| Problem requirements |
What lines below contain the word "reflection"? Please pull each one out.
-- -- --
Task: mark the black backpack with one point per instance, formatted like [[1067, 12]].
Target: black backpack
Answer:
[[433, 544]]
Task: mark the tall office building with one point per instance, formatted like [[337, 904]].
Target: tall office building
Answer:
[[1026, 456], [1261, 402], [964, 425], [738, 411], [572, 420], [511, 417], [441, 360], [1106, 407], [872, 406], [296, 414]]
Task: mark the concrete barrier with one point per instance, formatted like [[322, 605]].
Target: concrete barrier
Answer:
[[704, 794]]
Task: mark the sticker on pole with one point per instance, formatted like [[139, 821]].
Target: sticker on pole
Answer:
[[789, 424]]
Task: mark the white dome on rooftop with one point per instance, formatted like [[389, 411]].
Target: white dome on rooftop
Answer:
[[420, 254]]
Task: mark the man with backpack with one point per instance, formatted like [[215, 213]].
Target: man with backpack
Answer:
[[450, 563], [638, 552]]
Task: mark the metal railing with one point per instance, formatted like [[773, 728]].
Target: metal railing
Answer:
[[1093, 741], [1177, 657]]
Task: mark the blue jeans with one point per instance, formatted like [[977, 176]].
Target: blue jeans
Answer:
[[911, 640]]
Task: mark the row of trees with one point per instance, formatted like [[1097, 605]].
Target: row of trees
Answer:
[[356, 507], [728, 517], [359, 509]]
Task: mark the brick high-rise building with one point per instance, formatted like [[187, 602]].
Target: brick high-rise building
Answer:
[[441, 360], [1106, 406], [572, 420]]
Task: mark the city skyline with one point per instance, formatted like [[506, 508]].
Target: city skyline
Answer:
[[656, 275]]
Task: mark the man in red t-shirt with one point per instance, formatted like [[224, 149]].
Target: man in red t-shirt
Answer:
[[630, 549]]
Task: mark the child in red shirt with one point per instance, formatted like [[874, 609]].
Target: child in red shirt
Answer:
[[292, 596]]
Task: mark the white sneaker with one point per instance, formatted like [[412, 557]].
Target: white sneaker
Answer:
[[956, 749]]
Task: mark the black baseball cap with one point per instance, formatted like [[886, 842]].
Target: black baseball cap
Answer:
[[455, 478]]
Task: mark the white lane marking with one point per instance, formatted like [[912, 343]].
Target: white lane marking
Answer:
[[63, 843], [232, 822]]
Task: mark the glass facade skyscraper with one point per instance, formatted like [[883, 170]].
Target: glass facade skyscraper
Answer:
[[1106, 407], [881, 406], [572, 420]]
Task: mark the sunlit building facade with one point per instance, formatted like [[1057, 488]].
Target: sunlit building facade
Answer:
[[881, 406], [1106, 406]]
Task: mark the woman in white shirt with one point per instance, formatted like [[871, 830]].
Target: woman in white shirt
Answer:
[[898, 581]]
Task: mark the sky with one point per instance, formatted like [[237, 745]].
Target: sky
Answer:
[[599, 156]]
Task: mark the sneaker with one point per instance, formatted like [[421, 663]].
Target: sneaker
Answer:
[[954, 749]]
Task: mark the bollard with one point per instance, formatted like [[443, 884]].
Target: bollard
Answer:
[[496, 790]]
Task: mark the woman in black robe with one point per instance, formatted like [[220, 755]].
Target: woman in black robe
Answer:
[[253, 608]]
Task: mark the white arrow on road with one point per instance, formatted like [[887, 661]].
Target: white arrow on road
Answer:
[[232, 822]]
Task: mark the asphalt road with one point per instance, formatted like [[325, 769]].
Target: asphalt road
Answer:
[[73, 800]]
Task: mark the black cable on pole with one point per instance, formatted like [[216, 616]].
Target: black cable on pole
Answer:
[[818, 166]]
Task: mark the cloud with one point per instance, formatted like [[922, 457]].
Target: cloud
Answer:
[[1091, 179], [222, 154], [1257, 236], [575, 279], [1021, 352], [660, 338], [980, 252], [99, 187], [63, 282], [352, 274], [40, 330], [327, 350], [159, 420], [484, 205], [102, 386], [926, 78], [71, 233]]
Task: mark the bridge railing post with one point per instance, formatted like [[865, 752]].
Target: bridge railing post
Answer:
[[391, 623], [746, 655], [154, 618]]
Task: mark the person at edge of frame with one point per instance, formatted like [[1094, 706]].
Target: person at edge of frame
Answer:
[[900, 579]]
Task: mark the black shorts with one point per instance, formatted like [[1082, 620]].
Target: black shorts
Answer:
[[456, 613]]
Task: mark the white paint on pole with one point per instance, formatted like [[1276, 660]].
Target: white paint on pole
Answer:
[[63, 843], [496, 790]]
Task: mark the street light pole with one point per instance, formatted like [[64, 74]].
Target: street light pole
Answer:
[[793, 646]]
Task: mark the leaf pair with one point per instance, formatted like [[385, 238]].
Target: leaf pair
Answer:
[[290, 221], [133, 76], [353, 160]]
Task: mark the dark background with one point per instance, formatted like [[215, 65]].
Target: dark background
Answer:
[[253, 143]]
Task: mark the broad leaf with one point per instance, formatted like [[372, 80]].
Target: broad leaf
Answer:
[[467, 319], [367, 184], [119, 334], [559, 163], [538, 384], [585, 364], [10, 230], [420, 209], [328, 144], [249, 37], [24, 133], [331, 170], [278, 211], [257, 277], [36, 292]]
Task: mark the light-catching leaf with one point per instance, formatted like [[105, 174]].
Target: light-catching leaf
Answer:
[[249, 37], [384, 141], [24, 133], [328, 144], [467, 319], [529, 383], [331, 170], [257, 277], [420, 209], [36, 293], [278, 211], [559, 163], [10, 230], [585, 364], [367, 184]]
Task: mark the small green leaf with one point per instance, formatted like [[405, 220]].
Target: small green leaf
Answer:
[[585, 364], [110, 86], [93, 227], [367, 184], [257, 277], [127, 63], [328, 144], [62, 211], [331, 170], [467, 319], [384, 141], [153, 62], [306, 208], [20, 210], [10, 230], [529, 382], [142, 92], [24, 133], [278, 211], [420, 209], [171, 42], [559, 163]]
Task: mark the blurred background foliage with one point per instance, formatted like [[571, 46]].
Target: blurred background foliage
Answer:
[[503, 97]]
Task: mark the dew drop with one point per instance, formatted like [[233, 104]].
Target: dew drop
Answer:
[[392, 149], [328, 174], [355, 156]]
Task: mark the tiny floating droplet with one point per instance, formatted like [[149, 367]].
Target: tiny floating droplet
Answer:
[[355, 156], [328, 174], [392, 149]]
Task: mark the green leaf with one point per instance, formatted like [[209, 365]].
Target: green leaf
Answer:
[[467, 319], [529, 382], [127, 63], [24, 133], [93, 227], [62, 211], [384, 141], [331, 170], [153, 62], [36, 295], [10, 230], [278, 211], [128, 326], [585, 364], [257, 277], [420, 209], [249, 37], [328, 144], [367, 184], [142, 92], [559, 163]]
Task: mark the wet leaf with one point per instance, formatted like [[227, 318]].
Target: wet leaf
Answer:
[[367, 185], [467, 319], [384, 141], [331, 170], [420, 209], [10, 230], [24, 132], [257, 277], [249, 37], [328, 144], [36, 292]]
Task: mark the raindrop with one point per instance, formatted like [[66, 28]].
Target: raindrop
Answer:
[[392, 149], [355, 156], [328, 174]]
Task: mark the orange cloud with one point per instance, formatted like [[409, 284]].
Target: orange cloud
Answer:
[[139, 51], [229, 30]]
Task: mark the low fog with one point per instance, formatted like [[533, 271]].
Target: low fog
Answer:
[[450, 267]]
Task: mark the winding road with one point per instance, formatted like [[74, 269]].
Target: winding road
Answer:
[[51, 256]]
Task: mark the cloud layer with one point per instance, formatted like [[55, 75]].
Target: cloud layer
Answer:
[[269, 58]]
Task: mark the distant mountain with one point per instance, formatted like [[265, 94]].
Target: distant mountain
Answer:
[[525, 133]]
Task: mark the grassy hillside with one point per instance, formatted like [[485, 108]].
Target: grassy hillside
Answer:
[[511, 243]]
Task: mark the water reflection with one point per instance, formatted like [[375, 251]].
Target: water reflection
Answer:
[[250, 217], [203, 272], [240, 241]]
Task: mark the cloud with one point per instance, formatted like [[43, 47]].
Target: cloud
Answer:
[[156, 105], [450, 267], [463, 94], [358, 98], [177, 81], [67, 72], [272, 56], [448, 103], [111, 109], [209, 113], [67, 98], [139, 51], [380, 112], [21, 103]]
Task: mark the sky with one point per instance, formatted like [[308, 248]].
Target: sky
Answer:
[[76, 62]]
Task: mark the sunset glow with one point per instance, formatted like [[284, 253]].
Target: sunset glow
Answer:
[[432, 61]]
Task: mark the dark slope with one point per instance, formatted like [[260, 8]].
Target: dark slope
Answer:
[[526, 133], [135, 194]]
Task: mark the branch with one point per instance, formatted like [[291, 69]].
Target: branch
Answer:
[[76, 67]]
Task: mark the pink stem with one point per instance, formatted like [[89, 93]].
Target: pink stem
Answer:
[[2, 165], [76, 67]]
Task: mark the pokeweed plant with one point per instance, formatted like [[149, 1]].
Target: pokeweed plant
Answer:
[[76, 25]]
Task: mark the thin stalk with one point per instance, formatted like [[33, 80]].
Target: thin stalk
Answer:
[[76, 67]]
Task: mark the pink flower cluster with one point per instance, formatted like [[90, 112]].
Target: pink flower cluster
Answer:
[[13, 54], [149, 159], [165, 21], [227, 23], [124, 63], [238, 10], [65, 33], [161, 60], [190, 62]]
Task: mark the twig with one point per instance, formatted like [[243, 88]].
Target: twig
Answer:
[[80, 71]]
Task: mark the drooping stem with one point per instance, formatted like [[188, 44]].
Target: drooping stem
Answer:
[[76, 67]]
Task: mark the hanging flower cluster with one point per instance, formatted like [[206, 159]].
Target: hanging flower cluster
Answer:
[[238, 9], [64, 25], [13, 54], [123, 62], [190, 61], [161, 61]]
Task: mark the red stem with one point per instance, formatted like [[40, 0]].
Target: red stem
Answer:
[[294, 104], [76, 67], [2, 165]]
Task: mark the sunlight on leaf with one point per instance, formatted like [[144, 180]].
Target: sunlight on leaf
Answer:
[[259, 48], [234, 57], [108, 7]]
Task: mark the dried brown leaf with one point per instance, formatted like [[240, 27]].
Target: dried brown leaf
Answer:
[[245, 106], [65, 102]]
-- -- --
| Solution for this task |
Task: mark the water reflection with one point per instance, formatted like [[375, 251]].
Target: water reflection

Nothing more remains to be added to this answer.